--- Data under study Enclosed Below ---
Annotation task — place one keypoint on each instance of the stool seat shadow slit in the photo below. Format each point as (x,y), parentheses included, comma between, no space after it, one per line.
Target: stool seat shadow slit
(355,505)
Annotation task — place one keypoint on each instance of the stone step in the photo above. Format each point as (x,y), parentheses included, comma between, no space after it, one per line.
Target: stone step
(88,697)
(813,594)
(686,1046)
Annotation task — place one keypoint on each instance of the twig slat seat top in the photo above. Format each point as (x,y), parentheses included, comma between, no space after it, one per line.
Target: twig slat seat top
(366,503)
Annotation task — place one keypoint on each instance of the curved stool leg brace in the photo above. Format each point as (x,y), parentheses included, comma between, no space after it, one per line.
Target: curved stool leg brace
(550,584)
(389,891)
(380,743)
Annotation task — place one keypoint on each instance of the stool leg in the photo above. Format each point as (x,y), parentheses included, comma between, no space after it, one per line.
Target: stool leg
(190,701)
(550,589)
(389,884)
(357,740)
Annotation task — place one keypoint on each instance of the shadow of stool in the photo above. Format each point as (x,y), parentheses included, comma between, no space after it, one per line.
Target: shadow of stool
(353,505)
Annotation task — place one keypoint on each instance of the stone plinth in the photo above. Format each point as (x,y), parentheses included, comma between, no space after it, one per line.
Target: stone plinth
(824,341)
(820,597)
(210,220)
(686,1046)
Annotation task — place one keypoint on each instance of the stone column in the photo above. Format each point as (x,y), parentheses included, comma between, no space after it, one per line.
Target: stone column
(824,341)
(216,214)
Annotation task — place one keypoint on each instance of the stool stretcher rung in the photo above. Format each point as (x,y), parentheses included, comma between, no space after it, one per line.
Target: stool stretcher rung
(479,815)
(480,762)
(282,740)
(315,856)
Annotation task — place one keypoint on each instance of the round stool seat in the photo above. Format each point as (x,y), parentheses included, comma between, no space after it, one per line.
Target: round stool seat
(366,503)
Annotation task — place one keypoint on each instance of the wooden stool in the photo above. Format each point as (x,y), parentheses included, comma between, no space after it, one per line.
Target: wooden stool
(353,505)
--- End of Enclosed Data under study ---
- [Activity]:
Going line by line, set down the data above exactly as given.

- [Exercise output]:
Annotation task — place one keypoint on each instance of the stool seat shadow slit in the photo below. Format each point as (x,y), parentheses included, comma between, no space after it, one per line.
Target: stool seat shadow slit
(355,505)
Annotation task — place one keypoint on each instance of the stone step in the photo above. Format each point as (x,y), parentheses included, comma between, no space after it, one per line.
Target: stone step
(88,697)
(813,594)
(686,1046)
Annotation task — place one keypoint on each instance of the twig slat seat top in the photo above. Format each point as (x,y), parentheses included, comma between, no space after it, one per line.
Target: twig slat seat top
(366,503)
Annotation task — place one keypoint on each instance of the curved stool leg brace in the photo above. Format each point as (x,y), parentheses included, comma between, no space after it, one per line.
Target: curved stool leg brace
(550,584)
(389,891)
(380,743)
Annotation task — place one keypoint on each instance of the stool leg in the photo above. Format each point as (x,y), parentheses included, comma between, no space after it, one per line.
Target: stool leg
(190,701)
(550,589)
(389,884)
(357,740)
Annotation task — place one keypoint on each instance of the shadow of stool in the photo above. Format each point as (x,y), parentheses included, comma between, no space after it, one per line.
Target: shadow of stool
(353,505)
Annotation task — place one keypoint on each instance of the stone plinth in the photo above. Format each point as (x,y), parentheses included, comma between, no space after it, one per line.
Target: stone plinth
(824,341)
(820,597)
(210,220)
(686,1046)
Annotation task — place one keypoint on each instance of the stone column in the photo above. Format each point as (x,y), parentheses included, comma between, no space after it, one per line.
Target: stone column
(824,341)
(216,214)
Annotation task — place one keypoint on each instance of the stool stretcher rung in the photo above. Format each point as (x,y), parentheses included, comma between, no space after it, one per line.
Target: stool stretcher rung
(479,815)
(480,762)
(282,740)
(315,856)
Annotation task — place one keypoint on each instance of the round stool seat in the photo above. Format each point as (x,y), parentheses included, comma between, no space after it, one per line.
Target: round stool seat
(366,503)
Annotation task — place one keypoint on each instance of the wooden stool in the photo above. Format each point as (x,y), parentheses included, comma between, no space after it, one per line.
Target: wooden stool
(353,505)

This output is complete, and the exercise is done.